— Given request 1 —
From the forum thread on lawn soil surfactants below, extract the passage that begins at the words "Spammage, didn't you" and ends after the words "surface well too.".

Panterra seems like an inexpensive way to get your feet wet  with surfactants/wetting agents.


----------



## SGrabs33

Here is a before and after shot. The before is from last night and the after is from this morning. After application I watered it in with a little over 1" of water from my National Walking Sprinkler.



I definitely think the Penterra is working but I will have to wait until we have another large storm to really have it tested out. There was much less standing water than what I would usually have after 1" of rain. I will be very happy if all the standing water is gone this afternoon and everything is mostly dry. Previously, I couldn't mow the day after a rain because I would make tire tracks in and around the swale. I took a few other pics of problem spots around my yard which I will do a side my side comparison with at some point in the future.


----------



## Redtenchu

Thanks for sharing SGrabs33, Looking good so far, can't wait for an update.


----------



## SGrabs33

There was no standing water last night, a little less than 24hrs after application and 1" of water. I walked around with bare feet and the ground was wet, but not enough that would keep me from mowing. I would call that a success.


----------



## j4c11

So there may something to this surfactant stuff. I got patches of drought stressed grass today along the border with my neighbor's lawn where I skimped on Moisture Manager because hey, it's not my lawn. Got a screwdriver, can't push it in at all. A foot into my lawn, like knife through butter. Hmmmm. May do another bottle.


----------



## Spammage

I'm currently giving hydretain (same as moisture manager) a shot. I've got an area in the back by my trees that always shows stress before the rest of the lawn. First app was about two weeks ago and we've had just enough rain that it makes it difficult to evaluate. However, today it was showing stress at 5 days instead of 3 and a few other areas of the yard were showing same. I will say the jury is still out, but it looks promising.


----------



## dfw_pilot

Spammage, didn't you buy some Tournament Ready? If so, what did you think?


----------



## Spammage

Yep, and never used it. I did turn a quick profit on it though. At the time I decided I was happy with the Turf2Max so it seemed like a no-brainer. I ordered the hydretain to see if it would help around the trees. Drainage hasn't been a problem since using the Turf2Max, but I'm starting to think that the two areas of my yard will benefit from different products.

Edit- Actually, the hydretain seems to really pull the water from the surface well too.


----------



## SGrabs33

Warning... do not spread fertilizer and then apply a soil surfactant over top. Your will end up with burn marks like below:



Explanation from j4c11:
"the surfactant got the dissolving urea sticking to the leaves more instead of beading off and into the ground. Foliar urea is absorbed very quickly (60% in 1 hour) and doesn't take much at all to burn the grass when applied foliarly."


----------



## SGrabs33

A rep from Geoponics(Penterra maker) called me and confirmed the above.

He talked to me for a good 15 minutes or so about the product. He also mentioned another product that they make may be helpful, SoilPlex. He said it is just a high concentration of Humic Acid, which can also be bought many other places, that helps the roots absorb nutrients more effectively. Has anyone used Humic acid before? It looks like it can also be bought on Amazon. I did read a few articles and it does seem to have some good benefits(promote root growth, water retention, decrease turf stress, etc.).

— Records to use —
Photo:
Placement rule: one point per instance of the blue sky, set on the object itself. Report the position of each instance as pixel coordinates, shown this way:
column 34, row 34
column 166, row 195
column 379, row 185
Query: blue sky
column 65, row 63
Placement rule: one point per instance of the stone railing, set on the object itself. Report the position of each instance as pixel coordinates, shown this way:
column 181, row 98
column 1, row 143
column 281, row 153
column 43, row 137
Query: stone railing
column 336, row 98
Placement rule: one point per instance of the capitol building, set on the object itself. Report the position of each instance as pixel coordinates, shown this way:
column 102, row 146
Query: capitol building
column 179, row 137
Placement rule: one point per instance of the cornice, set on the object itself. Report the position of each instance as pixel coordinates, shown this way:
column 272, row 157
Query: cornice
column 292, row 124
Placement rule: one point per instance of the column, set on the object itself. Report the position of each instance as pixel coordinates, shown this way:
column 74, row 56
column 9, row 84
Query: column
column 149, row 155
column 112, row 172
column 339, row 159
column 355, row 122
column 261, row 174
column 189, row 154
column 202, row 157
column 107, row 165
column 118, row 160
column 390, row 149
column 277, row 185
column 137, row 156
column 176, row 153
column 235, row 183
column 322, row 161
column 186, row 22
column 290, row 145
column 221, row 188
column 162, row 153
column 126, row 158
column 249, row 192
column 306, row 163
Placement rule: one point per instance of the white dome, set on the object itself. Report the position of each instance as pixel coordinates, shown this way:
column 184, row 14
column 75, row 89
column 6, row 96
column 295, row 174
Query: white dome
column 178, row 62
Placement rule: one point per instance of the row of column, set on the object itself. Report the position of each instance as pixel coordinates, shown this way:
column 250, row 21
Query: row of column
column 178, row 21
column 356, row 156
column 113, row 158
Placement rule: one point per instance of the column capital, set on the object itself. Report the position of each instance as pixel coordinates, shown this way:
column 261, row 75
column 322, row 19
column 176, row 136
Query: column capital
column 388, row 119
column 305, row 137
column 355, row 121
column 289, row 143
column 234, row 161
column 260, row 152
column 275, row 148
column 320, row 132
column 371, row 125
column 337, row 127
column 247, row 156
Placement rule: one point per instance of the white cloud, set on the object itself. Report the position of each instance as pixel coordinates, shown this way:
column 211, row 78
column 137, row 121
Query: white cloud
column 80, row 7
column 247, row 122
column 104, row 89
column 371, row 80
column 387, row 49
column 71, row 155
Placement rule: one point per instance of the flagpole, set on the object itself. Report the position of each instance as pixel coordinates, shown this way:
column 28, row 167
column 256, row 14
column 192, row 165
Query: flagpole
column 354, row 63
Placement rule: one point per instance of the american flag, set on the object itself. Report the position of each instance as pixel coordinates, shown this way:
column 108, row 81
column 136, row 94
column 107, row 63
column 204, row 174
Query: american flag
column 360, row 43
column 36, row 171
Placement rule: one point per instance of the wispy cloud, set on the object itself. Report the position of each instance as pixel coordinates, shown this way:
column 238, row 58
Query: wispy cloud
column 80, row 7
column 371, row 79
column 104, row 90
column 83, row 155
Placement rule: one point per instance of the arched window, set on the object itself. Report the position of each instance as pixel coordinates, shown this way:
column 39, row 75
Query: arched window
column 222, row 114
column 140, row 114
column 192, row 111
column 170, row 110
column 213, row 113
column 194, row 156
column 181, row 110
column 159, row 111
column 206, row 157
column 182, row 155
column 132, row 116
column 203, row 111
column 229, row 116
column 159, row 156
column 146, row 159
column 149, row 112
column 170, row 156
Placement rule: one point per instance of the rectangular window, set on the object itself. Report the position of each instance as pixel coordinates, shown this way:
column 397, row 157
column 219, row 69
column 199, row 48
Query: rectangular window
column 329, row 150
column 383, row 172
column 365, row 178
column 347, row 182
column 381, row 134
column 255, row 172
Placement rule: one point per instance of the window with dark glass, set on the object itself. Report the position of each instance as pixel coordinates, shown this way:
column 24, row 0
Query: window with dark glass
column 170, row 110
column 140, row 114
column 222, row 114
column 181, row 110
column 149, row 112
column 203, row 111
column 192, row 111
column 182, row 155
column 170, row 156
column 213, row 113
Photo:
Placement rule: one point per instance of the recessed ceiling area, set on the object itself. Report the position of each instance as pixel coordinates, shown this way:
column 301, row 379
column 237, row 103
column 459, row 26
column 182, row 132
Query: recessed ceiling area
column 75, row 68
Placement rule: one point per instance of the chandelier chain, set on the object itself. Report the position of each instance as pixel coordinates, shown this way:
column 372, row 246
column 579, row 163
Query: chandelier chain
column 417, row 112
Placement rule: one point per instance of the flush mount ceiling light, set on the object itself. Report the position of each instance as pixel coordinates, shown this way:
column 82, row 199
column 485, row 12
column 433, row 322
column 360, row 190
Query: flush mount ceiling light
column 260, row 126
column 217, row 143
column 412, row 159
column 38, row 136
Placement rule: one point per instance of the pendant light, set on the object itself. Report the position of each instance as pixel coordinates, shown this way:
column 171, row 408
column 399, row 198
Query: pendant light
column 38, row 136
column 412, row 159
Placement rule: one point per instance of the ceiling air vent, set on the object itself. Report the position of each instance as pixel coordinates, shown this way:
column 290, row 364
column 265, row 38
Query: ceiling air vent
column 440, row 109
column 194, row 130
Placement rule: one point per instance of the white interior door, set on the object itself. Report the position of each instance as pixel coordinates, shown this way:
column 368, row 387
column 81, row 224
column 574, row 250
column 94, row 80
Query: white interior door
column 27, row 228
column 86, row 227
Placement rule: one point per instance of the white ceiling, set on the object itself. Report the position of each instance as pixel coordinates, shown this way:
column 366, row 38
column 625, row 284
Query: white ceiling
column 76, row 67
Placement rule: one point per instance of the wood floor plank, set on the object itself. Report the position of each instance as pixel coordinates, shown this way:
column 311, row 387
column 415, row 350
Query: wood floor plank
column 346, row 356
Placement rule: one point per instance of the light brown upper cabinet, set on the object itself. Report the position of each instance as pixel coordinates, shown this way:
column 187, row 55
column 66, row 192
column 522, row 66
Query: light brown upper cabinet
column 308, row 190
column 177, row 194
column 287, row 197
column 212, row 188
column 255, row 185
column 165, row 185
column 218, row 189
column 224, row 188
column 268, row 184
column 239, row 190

— Given request 2 —
Copy the listing above verbatim, beginning at the line that contains "Placement rule: one point per instance of the pendant" and continuing through the final line of the listing, with both ends included.

— Written response 1 —
Spammage, didn't you buy some Tournament Ready? If so, what did you think?


----------



## Spammage

Yep, and never used it. I did turn a quick profit on it though. At the time I decided I was happy with the Turf2Max so it seemed like a no-brainer. I ordered the hydretain to see if it would help around the trees. Drainage hasn't been a problem since using the Turf2Max, but I'm starting to think that the two areas of my yard will benefit from different products.

Edit- Actually, the hydretain seems to really pull the water from the surface well too.

— Written response 2 —
Placement rule: one point per instance of the pendant light, set on the object itself. Report the position of each instance as pixel coordinates, shown this way:
column 171, row 408
column 399, row 198
Query: pendant light
column 38, row 136
column 412, row 159
Placement rule: one point per instance of the ceiling air vent, set on the object itself. Report the position of each instance as pixel coordinates, shown this way:
column 290, row 364
column 265, row 38
Query: ceiling air vent
column 440, row 109
column 194, row 130
Placement rule: one point per instance of the white interior door, set on the object itself. Report the position of each instance as pixel coordinates, shown this way:
column 368, row 387
column 81, row 224
column 574, row 250
column 94, row 80
Query: white interior door
column 27, row 228
column 86, row 227
Placement rule: one point per instance of the white ceiling, set on the object itself. Report the position of each instance as pixel coordinates, shown this way:
column 366, row 38
column 625, row 284
Query: white ceiling
column 76, row 67
Placement rule: one point per instance of the wood floor plank, set on the object itself. Report the position of each instance as pixel coordinates, shown this way:
column 311, row 387
column 415, row 350
Query: wood floor plank
column 346, row 356
Placement rule: one point per instance of the light brown upper cabinet, set on the object itself. Report the position of each instance as pixel coordinates, shown this way:
column 187, row 55
column 66, row 192
column 522, row 66
Query: light brown upper cabinet
column 308, row 190
column 177, row 194
column 287, row 197
column 212, row 188
column 255, row 185
column 165, row 185
column 218, row 189
column 224, row 188
column 268, row 184
column 239, row 190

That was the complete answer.